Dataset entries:
___

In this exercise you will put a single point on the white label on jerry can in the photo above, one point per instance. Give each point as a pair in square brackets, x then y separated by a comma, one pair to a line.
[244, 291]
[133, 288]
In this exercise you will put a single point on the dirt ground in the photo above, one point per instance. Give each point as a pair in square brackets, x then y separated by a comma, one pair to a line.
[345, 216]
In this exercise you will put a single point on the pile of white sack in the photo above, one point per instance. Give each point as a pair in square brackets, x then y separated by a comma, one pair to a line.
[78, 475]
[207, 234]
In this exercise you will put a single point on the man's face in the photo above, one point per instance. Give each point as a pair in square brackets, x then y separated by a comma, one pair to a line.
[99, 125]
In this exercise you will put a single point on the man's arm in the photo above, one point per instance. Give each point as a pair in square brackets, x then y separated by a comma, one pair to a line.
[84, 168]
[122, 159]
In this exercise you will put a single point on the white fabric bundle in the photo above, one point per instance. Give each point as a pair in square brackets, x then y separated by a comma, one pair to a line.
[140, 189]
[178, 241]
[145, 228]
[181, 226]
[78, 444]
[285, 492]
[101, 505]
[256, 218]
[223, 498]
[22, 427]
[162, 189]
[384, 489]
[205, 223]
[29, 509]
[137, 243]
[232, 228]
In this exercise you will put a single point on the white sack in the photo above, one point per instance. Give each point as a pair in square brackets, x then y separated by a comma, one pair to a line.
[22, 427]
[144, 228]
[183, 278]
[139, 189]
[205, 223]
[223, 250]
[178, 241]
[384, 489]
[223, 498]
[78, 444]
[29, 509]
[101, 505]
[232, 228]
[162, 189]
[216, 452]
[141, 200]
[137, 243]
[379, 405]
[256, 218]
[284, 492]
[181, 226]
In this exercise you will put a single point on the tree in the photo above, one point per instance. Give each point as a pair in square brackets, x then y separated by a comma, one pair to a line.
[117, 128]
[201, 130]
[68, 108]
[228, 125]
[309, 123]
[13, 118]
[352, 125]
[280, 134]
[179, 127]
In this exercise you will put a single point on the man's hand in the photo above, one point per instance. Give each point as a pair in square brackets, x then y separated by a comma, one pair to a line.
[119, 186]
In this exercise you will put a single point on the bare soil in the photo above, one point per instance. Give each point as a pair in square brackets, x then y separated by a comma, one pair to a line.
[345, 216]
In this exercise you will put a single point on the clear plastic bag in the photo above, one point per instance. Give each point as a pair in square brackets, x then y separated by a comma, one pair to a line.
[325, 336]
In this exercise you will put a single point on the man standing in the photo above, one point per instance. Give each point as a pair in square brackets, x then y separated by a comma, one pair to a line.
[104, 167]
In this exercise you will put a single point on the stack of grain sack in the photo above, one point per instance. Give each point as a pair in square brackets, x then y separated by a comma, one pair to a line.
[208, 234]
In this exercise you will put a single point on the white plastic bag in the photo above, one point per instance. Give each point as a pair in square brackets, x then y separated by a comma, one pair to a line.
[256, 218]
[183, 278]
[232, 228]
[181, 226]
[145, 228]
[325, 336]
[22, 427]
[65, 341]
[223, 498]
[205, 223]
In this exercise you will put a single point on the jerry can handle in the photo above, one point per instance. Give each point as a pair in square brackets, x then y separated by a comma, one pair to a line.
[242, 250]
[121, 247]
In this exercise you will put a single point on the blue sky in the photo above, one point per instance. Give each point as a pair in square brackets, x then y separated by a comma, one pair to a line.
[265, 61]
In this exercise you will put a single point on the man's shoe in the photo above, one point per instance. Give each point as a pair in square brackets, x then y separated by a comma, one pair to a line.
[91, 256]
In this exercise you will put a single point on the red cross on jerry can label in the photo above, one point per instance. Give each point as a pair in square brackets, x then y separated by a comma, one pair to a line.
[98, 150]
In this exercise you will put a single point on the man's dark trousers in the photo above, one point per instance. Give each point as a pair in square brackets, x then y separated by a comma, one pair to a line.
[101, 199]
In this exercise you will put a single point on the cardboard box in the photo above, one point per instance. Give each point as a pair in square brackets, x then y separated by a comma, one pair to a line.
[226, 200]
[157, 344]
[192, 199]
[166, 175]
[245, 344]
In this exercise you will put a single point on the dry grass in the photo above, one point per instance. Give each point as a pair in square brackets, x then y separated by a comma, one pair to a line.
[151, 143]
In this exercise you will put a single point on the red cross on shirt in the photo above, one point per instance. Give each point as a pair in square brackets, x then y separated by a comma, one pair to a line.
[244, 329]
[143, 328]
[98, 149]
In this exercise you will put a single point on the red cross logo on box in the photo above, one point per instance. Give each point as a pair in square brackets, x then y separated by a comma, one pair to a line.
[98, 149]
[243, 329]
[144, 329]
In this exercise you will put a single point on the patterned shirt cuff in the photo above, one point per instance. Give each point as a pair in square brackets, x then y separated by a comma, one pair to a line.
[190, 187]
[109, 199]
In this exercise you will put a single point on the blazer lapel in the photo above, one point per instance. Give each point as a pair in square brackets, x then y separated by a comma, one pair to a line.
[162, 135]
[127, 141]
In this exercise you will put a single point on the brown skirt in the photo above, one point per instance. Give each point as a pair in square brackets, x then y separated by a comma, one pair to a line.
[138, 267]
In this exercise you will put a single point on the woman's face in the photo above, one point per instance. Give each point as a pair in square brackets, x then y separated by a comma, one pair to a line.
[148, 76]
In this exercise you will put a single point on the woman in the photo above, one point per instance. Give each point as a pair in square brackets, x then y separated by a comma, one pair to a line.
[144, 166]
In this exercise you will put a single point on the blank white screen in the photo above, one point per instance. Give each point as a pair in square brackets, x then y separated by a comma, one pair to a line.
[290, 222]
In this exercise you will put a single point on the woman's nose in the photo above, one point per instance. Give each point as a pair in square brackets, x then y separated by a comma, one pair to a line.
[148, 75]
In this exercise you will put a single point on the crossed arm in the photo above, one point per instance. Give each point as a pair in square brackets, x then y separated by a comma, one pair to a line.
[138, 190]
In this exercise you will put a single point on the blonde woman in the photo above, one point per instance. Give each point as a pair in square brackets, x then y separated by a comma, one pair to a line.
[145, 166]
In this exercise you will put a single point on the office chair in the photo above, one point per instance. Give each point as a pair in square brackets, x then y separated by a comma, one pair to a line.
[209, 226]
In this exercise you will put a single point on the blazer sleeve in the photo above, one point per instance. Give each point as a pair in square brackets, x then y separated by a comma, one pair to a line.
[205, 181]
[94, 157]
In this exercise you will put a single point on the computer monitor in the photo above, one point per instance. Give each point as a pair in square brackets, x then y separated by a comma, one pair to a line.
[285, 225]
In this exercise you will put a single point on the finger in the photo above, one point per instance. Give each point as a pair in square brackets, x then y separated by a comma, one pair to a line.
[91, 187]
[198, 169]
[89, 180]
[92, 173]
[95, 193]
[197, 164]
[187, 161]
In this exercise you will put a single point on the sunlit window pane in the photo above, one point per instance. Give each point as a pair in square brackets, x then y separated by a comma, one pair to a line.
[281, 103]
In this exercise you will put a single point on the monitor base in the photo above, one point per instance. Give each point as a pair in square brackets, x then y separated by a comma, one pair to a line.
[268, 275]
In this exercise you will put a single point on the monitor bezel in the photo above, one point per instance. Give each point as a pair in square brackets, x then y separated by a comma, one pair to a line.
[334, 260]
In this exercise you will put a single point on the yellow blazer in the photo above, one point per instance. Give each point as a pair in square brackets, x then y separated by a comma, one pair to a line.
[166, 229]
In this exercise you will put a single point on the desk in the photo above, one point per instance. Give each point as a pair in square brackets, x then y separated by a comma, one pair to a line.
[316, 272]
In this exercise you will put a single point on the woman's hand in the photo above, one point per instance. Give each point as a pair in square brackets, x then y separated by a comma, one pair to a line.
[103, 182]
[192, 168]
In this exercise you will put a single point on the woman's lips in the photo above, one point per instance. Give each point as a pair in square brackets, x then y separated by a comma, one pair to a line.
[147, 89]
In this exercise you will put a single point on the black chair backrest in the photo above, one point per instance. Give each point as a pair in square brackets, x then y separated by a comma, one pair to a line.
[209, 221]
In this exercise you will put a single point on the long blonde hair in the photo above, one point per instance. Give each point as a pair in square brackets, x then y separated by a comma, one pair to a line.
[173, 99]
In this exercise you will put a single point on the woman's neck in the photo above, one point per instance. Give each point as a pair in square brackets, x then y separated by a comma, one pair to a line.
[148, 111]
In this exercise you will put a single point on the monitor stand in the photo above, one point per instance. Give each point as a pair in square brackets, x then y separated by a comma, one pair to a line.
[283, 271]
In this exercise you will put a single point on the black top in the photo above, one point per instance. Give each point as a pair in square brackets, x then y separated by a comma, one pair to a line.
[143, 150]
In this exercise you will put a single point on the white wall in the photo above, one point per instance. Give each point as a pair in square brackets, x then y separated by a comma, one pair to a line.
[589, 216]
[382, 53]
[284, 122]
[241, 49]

___

_Written exercise:_ Return the line that contains "the monitor stand" along with every line after it through the end of the entries, exactly, adding nothing.

_Complete answer:_
In this exercise you will put a single point on the monitor stand in the photo above, one point per instance. Give each point as a pair in square brackets, x then y separated by a comma, one pair to a line.
[283, 271]
In this exercise you will put a single point on the black top in the photo above, one point per instance. Give each point as a pair in square brackets, x then y separated by a comma, one pair to a line.
[143, 150]
In this exercise you will put a single point on the white wall in the photo above, one point per instance. Give each point as a pair in square brackets, x then y separated by a comma, one pair to a line.
[589, 216]
[382, 53]
[284, 122]
[241, 49]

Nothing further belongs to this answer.